■ Work to do
Please rewrite only the data from the line that contains "orange larch tree -> outlines, every instance" through the line that contains "29), (3, 31)]", changing "outlines" to "polygons" and keeping everything else the same.

Stored entries
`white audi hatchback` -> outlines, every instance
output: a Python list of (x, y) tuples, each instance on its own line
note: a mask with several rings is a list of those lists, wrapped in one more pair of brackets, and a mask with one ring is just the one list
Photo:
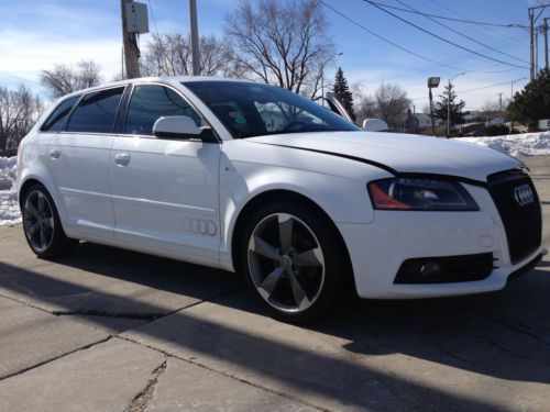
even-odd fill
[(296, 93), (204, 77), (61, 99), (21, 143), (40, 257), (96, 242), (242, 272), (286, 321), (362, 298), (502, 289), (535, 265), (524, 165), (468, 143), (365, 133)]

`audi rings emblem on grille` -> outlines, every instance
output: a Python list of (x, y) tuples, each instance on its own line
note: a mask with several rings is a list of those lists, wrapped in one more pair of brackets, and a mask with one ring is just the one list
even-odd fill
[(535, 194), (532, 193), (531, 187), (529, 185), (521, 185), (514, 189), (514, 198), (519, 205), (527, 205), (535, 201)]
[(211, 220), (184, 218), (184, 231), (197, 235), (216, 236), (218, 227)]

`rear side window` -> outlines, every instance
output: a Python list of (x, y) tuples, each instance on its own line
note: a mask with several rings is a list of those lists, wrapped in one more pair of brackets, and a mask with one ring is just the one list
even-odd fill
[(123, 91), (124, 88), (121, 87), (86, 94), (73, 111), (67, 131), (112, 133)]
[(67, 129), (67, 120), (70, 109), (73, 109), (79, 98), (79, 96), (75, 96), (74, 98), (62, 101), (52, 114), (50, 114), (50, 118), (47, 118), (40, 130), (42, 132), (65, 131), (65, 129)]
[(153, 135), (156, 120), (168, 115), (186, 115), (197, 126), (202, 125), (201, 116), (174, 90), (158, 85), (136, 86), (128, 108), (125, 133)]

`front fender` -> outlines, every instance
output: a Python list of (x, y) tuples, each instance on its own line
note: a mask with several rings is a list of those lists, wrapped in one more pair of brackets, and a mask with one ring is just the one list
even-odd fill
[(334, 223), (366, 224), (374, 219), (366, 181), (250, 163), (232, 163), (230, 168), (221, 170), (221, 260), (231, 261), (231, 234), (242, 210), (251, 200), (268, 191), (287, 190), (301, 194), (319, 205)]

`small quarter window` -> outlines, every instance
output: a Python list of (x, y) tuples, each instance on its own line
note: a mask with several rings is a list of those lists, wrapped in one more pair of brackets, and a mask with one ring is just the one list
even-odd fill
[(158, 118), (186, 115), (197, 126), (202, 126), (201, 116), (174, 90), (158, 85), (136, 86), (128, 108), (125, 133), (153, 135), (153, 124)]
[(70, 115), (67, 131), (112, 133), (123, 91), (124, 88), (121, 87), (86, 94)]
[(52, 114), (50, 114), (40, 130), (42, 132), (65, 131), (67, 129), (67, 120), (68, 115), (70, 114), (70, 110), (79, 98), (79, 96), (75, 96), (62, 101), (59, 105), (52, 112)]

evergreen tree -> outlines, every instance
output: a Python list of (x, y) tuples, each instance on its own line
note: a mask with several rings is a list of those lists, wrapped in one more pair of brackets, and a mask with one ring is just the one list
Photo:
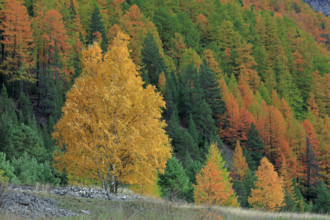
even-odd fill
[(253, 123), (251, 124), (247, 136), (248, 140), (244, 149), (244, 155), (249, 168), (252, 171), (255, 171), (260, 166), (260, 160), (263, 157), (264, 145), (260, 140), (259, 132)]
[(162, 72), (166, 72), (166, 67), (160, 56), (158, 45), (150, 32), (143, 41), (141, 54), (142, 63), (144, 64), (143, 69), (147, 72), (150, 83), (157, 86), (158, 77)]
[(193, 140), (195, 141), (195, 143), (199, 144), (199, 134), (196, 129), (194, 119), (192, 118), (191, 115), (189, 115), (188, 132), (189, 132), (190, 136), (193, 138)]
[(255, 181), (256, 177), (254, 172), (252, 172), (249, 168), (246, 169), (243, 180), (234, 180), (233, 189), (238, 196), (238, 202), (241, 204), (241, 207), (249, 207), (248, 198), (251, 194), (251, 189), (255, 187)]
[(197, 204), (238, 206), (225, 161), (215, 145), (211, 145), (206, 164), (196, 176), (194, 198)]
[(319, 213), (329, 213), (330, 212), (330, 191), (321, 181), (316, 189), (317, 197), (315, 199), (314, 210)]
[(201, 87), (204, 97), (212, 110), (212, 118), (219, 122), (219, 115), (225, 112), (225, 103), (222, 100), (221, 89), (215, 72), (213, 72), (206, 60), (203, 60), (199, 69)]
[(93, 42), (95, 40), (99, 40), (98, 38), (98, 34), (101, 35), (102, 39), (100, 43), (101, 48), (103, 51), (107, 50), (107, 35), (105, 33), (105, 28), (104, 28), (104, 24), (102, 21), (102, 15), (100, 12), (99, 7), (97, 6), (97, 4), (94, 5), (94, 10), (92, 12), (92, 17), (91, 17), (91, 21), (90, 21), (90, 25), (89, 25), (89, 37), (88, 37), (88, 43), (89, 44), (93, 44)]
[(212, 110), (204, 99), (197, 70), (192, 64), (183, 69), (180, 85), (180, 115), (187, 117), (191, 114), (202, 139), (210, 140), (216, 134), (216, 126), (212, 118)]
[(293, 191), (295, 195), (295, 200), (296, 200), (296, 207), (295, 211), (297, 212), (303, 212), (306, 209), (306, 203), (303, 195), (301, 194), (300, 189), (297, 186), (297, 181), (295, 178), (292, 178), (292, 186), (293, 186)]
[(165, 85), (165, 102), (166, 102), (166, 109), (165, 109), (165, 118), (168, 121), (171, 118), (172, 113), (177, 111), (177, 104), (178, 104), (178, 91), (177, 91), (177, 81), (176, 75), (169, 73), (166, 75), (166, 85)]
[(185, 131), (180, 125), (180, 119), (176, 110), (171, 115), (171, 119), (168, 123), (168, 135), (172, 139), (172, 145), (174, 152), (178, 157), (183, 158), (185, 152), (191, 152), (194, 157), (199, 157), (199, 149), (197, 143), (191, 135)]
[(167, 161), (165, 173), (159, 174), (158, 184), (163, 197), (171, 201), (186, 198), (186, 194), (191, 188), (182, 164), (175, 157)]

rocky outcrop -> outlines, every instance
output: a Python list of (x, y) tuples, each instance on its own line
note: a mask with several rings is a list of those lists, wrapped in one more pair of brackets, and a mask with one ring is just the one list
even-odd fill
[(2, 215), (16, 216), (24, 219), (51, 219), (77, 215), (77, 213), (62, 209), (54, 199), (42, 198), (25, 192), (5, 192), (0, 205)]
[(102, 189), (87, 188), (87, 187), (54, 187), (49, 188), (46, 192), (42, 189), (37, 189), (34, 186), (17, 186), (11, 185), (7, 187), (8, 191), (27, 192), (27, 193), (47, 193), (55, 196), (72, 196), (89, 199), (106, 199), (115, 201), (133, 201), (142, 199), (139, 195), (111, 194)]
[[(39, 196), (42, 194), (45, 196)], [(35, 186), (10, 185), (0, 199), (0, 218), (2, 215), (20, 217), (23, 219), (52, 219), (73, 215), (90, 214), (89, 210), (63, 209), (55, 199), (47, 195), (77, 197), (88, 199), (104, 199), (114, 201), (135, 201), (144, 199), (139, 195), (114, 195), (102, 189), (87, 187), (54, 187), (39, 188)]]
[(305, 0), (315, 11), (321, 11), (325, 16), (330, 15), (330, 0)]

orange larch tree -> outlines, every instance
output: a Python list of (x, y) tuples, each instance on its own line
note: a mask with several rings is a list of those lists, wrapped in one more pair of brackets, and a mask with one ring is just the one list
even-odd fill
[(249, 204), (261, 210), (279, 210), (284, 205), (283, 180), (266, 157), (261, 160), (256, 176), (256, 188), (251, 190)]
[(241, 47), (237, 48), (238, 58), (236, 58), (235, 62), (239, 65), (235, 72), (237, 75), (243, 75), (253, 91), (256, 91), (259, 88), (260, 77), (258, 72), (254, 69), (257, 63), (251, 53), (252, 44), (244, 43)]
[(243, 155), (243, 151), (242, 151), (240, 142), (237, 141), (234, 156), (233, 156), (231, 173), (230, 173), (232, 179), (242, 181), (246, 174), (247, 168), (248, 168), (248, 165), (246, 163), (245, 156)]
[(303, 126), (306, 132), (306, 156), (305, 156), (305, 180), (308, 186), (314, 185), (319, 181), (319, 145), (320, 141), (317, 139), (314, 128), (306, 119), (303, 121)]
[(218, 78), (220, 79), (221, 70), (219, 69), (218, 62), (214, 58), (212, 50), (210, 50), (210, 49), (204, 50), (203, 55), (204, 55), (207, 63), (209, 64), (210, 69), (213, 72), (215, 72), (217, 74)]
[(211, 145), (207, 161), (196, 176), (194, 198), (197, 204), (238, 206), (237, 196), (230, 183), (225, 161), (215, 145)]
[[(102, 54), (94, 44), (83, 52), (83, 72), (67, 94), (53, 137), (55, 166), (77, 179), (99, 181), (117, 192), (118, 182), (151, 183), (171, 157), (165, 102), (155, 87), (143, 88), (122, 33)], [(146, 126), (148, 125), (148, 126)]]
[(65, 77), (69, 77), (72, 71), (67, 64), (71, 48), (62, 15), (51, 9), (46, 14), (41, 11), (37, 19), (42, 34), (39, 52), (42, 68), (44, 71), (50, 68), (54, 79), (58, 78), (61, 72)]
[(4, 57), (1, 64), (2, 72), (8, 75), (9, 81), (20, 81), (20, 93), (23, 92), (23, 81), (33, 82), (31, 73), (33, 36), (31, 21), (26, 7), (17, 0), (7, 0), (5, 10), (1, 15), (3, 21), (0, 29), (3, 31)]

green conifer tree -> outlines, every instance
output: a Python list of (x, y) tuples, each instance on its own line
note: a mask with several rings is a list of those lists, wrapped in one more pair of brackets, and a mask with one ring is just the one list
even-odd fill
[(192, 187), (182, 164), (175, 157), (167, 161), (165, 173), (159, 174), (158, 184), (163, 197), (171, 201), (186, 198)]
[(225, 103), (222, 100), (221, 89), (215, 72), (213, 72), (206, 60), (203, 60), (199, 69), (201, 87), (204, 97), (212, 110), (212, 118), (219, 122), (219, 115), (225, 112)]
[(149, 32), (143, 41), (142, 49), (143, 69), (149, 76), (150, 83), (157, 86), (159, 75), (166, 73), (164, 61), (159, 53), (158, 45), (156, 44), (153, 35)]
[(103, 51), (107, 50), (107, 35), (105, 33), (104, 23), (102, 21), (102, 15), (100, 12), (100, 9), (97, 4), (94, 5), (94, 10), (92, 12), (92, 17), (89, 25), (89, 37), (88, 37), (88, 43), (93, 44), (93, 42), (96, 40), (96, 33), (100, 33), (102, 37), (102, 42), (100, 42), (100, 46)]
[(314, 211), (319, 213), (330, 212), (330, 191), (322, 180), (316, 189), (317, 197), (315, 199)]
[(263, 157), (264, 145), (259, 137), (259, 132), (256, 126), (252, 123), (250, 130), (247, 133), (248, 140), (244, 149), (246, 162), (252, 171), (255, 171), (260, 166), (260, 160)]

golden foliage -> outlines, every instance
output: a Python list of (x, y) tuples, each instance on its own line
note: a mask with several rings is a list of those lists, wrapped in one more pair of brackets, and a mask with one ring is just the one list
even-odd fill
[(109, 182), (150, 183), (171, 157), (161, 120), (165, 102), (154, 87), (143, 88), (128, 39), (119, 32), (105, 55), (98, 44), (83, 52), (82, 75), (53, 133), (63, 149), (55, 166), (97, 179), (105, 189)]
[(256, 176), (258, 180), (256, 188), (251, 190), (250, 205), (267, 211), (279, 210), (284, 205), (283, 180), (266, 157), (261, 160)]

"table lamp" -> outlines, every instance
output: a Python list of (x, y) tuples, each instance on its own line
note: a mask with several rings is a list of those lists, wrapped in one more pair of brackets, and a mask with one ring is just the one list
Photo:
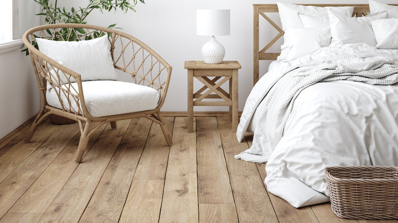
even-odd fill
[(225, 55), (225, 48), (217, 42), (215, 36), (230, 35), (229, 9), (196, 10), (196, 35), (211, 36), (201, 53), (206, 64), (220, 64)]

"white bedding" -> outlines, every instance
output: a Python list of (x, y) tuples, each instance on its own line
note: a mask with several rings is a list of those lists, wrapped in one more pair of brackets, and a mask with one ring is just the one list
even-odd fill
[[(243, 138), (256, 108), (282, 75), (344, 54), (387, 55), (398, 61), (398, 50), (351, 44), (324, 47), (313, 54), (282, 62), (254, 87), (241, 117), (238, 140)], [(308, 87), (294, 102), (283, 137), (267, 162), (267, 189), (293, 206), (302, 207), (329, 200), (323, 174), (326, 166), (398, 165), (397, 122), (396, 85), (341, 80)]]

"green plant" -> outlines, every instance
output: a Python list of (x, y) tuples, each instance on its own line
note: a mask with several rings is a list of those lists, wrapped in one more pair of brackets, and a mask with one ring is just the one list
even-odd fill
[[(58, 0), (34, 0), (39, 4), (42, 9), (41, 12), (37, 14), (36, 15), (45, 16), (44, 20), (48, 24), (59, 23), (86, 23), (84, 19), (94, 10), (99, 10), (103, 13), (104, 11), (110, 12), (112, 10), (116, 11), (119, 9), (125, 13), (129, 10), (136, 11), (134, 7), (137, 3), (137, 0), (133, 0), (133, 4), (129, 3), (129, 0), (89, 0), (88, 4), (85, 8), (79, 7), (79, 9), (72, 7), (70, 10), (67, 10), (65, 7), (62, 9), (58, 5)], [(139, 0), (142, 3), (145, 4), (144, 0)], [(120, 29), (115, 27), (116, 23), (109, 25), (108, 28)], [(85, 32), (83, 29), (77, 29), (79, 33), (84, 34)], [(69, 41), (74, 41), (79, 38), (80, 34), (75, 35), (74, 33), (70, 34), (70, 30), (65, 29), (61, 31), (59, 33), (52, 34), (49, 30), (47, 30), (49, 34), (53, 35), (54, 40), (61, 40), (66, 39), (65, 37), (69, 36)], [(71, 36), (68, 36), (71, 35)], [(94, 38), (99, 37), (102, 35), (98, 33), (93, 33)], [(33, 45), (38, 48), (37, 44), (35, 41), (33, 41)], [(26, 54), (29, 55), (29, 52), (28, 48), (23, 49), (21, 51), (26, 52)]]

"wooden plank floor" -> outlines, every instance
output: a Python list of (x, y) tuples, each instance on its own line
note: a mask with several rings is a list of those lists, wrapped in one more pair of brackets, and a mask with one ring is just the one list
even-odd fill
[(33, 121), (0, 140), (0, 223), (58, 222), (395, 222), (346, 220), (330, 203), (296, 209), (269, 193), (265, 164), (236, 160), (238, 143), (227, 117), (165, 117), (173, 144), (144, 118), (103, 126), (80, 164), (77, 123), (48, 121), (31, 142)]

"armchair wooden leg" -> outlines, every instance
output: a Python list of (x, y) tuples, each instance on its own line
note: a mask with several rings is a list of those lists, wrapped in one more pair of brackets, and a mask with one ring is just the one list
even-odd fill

■ Solved exercise
orange larch tree -> polygons, every instance
output: a Python list of (x, y) tuples, each instance on its own line
note: a mask with several rings is a list of those lists, wrapped in one more pair of brackets, and a mask with one ring is just the one list
even-odd fill
[(249, 204), (261, 210), (279, 210), (284, 205), (283, 180), (266, 157), (261, 160), (256, 176), (256, 188), (251, 190)]
[(241, 47), (237, 48), (238, 58), (236, 58), (235, 62), (239, 65), (235, 72), (237, 75), (243, 75), (253, 91), (256, 91), (259, 88), (260, 77), (258, 72), (254, 69), (257, 63), (251, 53), (252, 44), (244, 43)]
[(243, 155), (243, 151), (242, 151), (240, 142), (237, 141), (234, 156), (233, 156), (231, 173), (230, 173), (232, 179), (242, 181), (246, 174), (247, 168), (248, 168), (248, 165), (246, 163), (245, 156)]
[(303, 126), (306, 132), (306, 156), (305, 156), (305, 180), (308, 186), (314, 185), (319, 181), (319, 145), (320, 141), (317, 139), (314, 128), (306, 119), (303, 121)]
[(218, 78), (220, 79), (221, 70), (219, 69), (218, 62), (214, 58), (212, 50), (210, 50), (210, 49), (204, 50), (203, 55), (204, 55), (207, 63), (209, 64), (210, 69), (213, 72), (215, 72), (217, 74)]
[(211, 145), (207, 161), (196, 176), (194, 198), (197, 204), (238, 206), (237, 196), (230, 183), (225, 161), (215, 145)]
[[(102, 54), (94, 44), (83, 52), (83, 72), (67, 94), (53, 137), (55, 166), (77, 179), (99, 181), (117, 192), (118, 182), (151, 183), (171, 157), (165, 102), (155, 87), (143, 88), (122, 33)], [(146, 126), (148, 125), (148, 126)]]
[(65, 77), (69, 77), (72, 71), (67, 64), (71, 48), (62, 15), (51, 9), (46, 14), (41, 11), (37, 19), (42, 34), (39, 52), (42, 68), (44, 71), (50, 68), (54, 79), (58, 78), (61, 72)]
[(4, 57), (1, 64), (2, 72), (8, 75), (9, 81), (20, 81), (20, 93), (23, 92), (23, 81), (33, 82), (31, 73), (33, 36), (31, 21), (26, 7), (17, 0), (7, 0), (5, 10), (1, 15), (3, 21), (0, 29), (3, 31)]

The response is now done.